* _Instructions to follow_
Answer these from the profile below:
(a) At which companies did the product roles take place?
(b) Besides the UK, which market is named as a place of work?
(c) Which two kinds of cycling does the profile mention?

* _Page_
=-=-=

Jonas Forshell

Experienced Product Owner

Jonas Forshell

I am an experienced Product Owner who cares about how products actually work in practice. I work with the why, the roadmap, and the delivery details, but my way of working is quite practical: I like to build something functional before asking a team to commit serious engineering time.

My background is in the engine room of the business. I started in customer service, fraud, payments, and live operations before moving into product roles at King, Lendo, and Clearon. Working close to those processes taught me to notice the hidden friction that slows teams down.

I have worked across different markets, including time in Malta and the UK. That made me more realistic about how teams, systems, and companies actually work in practice.

Outside work, I keep things fairly simple: family, friends, books, TV series, travel when I can, and getting out on the bike. I like gravel cycling and bikepacking, although I do less of both than I would like. What I enjoy about bikepacking is the practical problem-solving. You have what you brought with you, and when something does not work, you have to find a sensible fix with what is available. That probably says something about how I work as well.

=-=-=

* _Record extracts_
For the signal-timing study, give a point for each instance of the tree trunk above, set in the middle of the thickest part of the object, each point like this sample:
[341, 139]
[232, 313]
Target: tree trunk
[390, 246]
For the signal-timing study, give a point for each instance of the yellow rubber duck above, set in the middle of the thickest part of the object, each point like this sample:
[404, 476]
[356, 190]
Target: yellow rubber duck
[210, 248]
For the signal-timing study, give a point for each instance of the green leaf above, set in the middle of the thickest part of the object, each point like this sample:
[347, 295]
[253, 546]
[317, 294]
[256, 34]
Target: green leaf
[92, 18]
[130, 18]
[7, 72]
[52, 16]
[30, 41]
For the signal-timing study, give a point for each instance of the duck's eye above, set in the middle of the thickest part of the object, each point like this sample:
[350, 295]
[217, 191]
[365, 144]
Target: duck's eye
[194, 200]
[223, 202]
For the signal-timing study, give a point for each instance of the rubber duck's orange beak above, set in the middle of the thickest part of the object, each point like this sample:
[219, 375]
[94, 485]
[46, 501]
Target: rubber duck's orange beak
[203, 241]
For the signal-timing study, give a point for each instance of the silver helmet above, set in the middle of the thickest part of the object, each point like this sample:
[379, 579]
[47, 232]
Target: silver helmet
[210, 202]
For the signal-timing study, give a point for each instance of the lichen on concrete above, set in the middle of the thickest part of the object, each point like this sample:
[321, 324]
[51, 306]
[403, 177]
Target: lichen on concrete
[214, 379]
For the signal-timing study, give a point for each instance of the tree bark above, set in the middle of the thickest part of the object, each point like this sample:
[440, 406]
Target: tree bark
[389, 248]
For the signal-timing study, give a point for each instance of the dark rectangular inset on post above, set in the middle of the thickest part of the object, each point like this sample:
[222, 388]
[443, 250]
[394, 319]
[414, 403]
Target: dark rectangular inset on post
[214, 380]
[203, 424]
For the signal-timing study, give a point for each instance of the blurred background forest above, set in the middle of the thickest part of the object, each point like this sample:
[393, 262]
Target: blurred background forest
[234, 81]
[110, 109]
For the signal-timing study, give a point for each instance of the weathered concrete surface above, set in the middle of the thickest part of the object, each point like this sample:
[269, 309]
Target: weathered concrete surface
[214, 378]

=-=-=

* _Right answer_
(a) King, Lendo, and Clearon
(b) Malta
(c) Gravel cycling and bikepacking